▶ INSTRUCTIONS TO FOLLOW
Count the lines in the rows below that contain the word "rapids", treating case as significant, and give only the number.

▶ Rows from a segmentation dataset

════════

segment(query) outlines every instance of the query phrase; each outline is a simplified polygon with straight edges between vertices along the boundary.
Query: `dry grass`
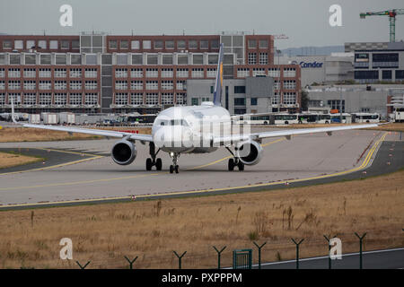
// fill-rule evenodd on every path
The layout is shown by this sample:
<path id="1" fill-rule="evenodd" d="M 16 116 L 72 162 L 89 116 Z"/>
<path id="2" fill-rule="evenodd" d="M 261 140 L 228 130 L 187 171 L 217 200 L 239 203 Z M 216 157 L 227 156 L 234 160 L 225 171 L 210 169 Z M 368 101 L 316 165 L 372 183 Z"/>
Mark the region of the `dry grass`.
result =
<path id="1" fill-rule="evenodd" d="M 388 184 L 386 184 L 388 183 Z M 59 240 L 74 244 L 74 260 L 90 268 L 185 268 L 223 265 L 232 250 L 268 241 L 263 261 L 291 259 L 291 238 L 305 240 L 302 257 L 326 255 L 323 234 L 338 235 L 343 252 L 358 250 L 354 232 L 367 232 L 364 249 L 402 247 L 404 171 L 307 187 L 162 201 L 0 213 L 0 267 L 77 268 L 59 259 Z M 254 261 L 256 249 L 254 248 Z"/>
<path id="2" fill-rule="evenodd" d="M 42 159 L 22 154 L 0 152 L 0 169 L 31 163 L 41 160 Z"/>
<path id="3" fill-rule="evenodd" d="M 91 128 L 91 127 L 89 127 Z M 94 127 L 96 129 L 119 130 L 119 131 L 139 131 L 141 134 L 150 134 L 150 127 Z M 70 140 L 88 140 L 101 139 L 103 136 L 74 134 L 70 135 L 66 132 L 57 132 L 37 128 L 25 127 L 4 127 L 0 129 L 0 143 L 13 142 L 42 142 L 42 141 L 70 141 Z"/>

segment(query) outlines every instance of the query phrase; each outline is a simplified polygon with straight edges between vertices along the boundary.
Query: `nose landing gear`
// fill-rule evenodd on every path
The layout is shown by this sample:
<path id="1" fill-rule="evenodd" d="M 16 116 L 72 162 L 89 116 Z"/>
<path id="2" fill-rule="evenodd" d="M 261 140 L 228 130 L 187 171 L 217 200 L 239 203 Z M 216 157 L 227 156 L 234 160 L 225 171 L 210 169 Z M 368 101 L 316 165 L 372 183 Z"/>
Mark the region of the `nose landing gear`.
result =
<path id="1" fill-rule="evenodd" d="M 170 173 L 179 173 L 180 167 L 178 166 L 178 158 L 180 157 L 180 153 L 170 152 L 170 156 L 172 159 L 172 164 L 170 166 Z"/>
<path id="2" fill-rule="evenodd" d="M 162 170 L 162 161 L 161 158 L 156 159 L 157 153 L 159 153 L 160 149 L 155 152 L 155 146 L 154 143 L 149 144 L 149 153 L 152 158 L 146 160 L 146 170 L 152 170 L 152 168 L 155 166 L 157 170 Z"/>

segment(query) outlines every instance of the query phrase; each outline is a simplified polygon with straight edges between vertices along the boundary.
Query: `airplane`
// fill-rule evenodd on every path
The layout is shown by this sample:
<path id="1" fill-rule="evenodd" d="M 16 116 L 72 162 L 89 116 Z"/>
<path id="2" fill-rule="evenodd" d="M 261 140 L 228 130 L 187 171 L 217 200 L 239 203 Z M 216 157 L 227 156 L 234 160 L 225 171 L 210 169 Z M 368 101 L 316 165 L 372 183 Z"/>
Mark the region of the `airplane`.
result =
<path id="1" fill-rule="evenodd" d="M 143 144 L 148 143 L 150 157 L 145 161 L 146 170 L 151 170 L 153 167 L 155 167 L 157 170 L 162 170 L 162 159 L 157 158 L 157 154 L 162 151 L 168 152 L 172 159 L 172 164 L 170 165 L 170 173 L 179 173 L 178 159 L 183 153 L 213 152 L 220 147 L 224 147 L 233 156 L 228 161 L 228 170 L 233 170 L 237 167 L 240 171 L 242 171 L 245 165 L 255 165 L 262 159 L 263 149 L 260 144 L 265 138 L 285 136 L 286 139 L 290 140 L 292 135 L 296 135 L 327 133 L 328 135 L 331 135 L 332 132 L 336 131 L 378 126 L 376 124 L 370 124 L 285 129 L 261 133 L 233 133 L 232 127 L 233 117 L 230 116 L 229 111 L 223 108 L 221 104 L 223 58 L 224 47 L 221 44 L 214 100 L 204 101 L 199 106 L 179 106 L 162 110 L 154 119 L 152 135 L 63 126 L 23 124 L 22 126 L 68 132 L 69 134 L 82 133 L 103 135 L 108 138 L 119 138 L 111 149 L 111 158 L 119 165 L 127 165 L 135 161 L 137 155 L 136 141 Z M 14 115 L 13 99 L 11 101 L 12 114 Z M 15 124 L 19 124 L 14 117 L 12 117 L 12 118 Z"/>

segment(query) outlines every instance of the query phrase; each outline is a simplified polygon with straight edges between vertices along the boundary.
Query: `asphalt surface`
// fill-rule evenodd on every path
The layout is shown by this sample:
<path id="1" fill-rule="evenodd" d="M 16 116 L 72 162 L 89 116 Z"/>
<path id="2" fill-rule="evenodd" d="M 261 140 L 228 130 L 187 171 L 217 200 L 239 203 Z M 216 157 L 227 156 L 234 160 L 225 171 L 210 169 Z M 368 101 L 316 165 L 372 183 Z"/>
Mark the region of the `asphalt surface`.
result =
<path id="1" fill-rule="evenodd" d="M 342 256 L 342 259 L 331 260 L 331 269 L 359 269 L 359 253 Z M 363 252 L 363 269 L 402 269 L 404 268 L 404 248 Z M 258 268 L 254 265 L 253 268 Z M 261 264 L 262 269 L 296 269 L 296 260 Z M 329 269 L 329 257 L 302 258 L 299 269 Z"/>
<path id="2" fill-rule="evenodd" d="M 379 175 L 402 168 L 404 161 L 399 133 L 367 130 L 338 132 L 332 136 L 304 135 L 290 141 L 268 139 L 264 142 L 263 160 L 255 166 L 246 166 L 242 172 L 227 170 L 229 153 L 225 149 L 209 154 L 181 155 L 180 174 L 168 172 L 170 158 L 160 153 L 163 170 L 145 171 L 148 148 L 140 144 L 136 144 L 138 156 L 135 162 L 119 166 L 108 156 L 114 143 L 92 140 L 0 144 L 0 148 L 20 148 L 22 152 L 45 149 L 40 152 L 46 152 L 49 166 L 22 173 L 2 170 L 0 210 L 121 202 L 132 200 L 133 196 L 143 200 L 286 188 Z M 75 163 L 71 164 L 72 161 Z M 51 162 L 56 167 L 51 168 Z"/>

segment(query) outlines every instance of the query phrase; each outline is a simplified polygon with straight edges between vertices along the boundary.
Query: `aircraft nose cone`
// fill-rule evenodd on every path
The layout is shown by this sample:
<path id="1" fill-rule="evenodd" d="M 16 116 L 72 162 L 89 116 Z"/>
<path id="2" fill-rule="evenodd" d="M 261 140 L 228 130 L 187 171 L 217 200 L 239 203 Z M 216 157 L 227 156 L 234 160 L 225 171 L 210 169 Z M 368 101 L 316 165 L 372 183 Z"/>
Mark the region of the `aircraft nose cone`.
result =
<path id="1" fill-rule="evenodd" d="M 184 126 L 162 127 L 154 134 L 154 141 L 159 148 L 188 148 L 192 146 L 192 133 Z"/>

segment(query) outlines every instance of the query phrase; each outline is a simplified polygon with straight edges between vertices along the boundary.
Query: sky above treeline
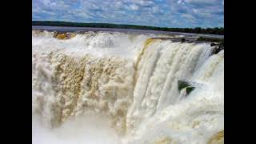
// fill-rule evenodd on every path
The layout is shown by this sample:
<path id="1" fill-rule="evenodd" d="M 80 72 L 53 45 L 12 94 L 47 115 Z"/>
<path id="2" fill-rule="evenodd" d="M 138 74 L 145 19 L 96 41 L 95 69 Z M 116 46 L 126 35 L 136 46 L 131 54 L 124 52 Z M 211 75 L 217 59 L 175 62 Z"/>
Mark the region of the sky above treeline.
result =
<path id="1" fill-rule="evenodd" d="M 224 0 L 32 0 L 32 20 L 223 27 Z"/>

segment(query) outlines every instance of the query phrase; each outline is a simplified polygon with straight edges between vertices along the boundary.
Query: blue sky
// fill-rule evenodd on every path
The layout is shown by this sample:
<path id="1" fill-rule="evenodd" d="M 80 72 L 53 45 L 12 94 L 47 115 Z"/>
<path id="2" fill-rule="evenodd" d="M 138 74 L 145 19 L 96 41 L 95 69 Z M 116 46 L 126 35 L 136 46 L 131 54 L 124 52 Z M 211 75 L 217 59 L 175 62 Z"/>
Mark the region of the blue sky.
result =
<path id="1" fill-rule="evenodd" d="M 222 27 L 224 0 L 32 0 L 32 20 Z"/>

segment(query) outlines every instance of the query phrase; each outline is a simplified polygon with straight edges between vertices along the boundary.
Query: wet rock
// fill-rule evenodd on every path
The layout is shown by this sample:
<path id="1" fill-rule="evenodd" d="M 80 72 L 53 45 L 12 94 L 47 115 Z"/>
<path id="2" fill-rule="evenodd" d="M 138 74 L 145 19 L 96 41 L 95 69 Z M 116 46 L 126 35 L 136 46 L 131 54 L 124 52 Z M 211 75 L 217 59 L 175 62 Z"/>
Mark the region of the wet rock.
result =
<path id="1" fill-rule="evenodd" d="M 54 37 L 58 39 L 70 39 L 75 36 L 75 34 L 72 33 L 54 33 Z"/>
<path id="2" fill-rule="evenodd" d="M 224 130 L 219 131 L 213 135 L 207 144 L 224 144 Z"/>
<path id="3" fill-rule="evenodd" d="M 210 43 L 210 46 L 216 46 L 216 43 Z"/>

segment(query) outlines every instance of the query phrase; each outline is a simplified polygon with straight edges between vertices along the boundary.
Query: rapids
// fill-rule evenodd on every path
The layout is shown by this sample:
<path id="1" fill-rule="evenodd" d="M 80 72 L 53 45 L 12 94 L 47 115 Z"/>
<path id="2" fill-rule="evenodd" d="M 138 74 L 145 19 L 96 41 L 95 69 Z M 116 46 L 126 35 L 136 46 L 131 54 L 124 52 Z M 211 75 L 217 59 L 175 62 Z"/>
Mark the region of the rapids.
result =
<path id="1" fill-rule="evenodd" d="M 223 143 L 224 50 L 158 37 L 32 30 L 33 143 Z"/>

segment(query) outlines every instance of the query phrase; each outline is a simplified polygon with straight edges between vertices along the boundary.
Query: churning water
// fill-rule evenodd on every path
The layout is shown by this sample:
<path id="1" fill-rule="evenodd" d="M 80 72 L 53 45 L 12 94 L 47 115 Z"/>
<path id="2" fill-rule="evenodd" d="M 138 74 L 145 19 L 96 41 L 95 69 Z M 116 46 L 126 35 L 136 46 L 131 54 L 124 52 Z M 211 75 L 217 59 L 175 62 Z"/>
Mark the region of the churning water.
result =
<path id="1" fill-rule="evenodd" d="M 32 30 L 33 143 L 223 143 L 224 50 L 151 38 L 161 34 L 54 35 Z"/>

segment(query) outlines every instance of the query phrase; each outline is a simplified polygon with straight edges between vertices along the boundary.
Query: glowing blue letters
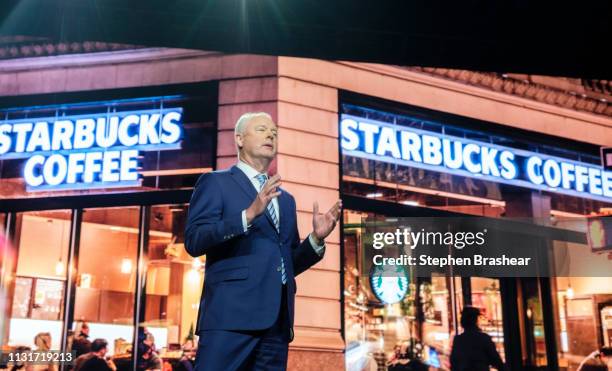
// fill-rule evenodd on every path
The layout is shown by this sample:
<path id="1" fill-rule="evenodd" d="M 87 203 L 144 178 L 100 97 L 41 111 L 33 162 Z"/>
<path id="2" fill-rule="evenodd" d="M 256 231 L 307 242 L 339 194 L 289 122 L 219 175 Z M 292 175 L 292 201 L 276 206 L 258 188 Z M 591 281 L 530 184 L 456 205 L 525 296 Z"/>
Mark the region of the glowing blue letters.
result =
<path id="1" fill-rule="evenodd" d="M 27 158 L 29 190 L 139 185 L 139 150 L 179 149 L 182 109 L 0 122 L 0 159 Z"/>
<path id="2" fill-rule="evenodd" d="M 343 114 L 343 153 L 550 192 L 612 201 L 596 165 Z"/>

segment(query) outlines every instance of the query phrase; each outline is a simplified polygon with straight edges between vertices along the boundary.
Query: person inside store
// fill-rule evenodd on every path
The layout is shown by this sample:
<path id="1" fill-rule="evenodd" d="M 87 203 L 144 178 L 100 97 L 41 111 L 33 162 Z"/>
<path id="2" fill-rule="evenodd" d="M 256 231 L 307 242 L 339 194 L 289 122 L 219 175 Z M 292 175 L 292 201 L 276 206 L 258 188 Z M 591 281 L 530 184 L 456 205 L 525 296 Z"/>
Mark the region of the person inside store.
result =
<path id="1" fill-rule="evenodd" d="M 402 353 L 402 344 L 401 343 L 395 344 L 393 346 L 393 353 L 391 353 L 391 355 L 389 356 L 389 359 L 387 360 L 387 363 L 386 363 L 387 368 L 397 363 L 401 353 Z"/>
<path id="2" fill-rule="evenodd" d="M 234 129 L 237 164 L 203 174 L 195 186 L 185 248 L 206 255 L 198 371 L 286 370 L 295 276 L 323 258 L 340 216 L 340 201 L 325 213 L 314 202 L 313 230 L 300 242 L 295 199 L 279 174 L 268 176 L 277 134 L 269 114 L 243 114 Z"/>
<path id="3" fill-rule="evenodd" d="M 400 345 L 397 359 L 387 365 L 388 371 L 427 371 L 429 367 L 421 361 L 410 347 L 410 342 Z"/>
<path id="4" fill-rule="evenodd" d="M 106 357 L 107 352 L 108 342 L 95 339 L 91 343 L 91 350 L 76 359 L 74 371 L 115 371 L 117 368 L 113 361 Z"/>
<path id="5" fill-rule="evenodd" d="M 47 353 L 51 350 L 51 333 L 39 332 L 34 337 L 34 345 L 36 346 L 35 351 L 40 353 Z M 53 360 L 42 361 L 33 363 L 33 371 L 57 371 L 58 367 Z"/>
<path id="6" fill-rule="evenodd" d="M 25 345 L 20 345 L 15 347 L 15 349 L 13 350 L 14 353 L 16 354 L 20 354 L 20 353 L 30 353 L 32 351 L 32 348 L 25 346 Z M 6 364 L 0 364 L 0 369 L 1 370 L 10 370 L 10 371 L 33 371 L 34 367 L 26 362 L 27 357 L 23 357 L 22 359 L 19 359 L 18 357 L 15 358 L 13 360 L 13 362 L 7 362 Z M 7 360 L 6 357 L 3 357 L 2 359 Z"/>
<path id="7" fill-rule="evenodd" d="M 602 347 L 589 354 L 576 371 L 608 371 L 612 365 L 612 348 Z"/>
<path id="8" fill-rule="evenodd" d="M 461 312 L 463 333 L 455 335 L 451 350 L 451 371 L 488 371 L 489 366 L 506 370 L 495 344 L 478 327 L 480 309 L 466 306 Z"/>
<path id="9" fill-rule="evenodd" d="M 72 340 L 72 351 L 75 353 L 75 358 L 87 354 L 91 351 L 91 341 L 89 340 L 89 325 L 87 322 L 82 322 L 80 328 L 76 332 L 77 335 Z"/>
<path id="10" fill-rule="evenodd" d="M 138 367 L 136 368 L 139 371 L 162 371 L 163 370 L 163 362 L 161 358 L 154 351 L 153 346 L 142 343 L 140 344 L 140 349 L 138 353 L 142 355 L 142 362 L 138 362 Z"/>

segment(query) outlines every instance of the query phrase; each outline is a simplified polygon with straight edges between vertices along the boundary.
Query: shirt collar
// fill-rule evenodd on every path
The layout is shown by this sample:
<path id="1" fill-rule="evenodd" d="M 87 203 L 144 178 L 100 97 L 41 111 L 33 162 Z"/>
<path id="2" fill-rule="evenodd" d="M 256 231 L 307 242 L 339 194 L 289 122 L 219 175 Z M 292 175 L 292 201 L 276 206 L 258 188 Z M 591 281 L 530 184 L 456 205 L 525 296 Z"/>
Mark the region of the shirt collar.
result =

════════

▶ OUTPUT
2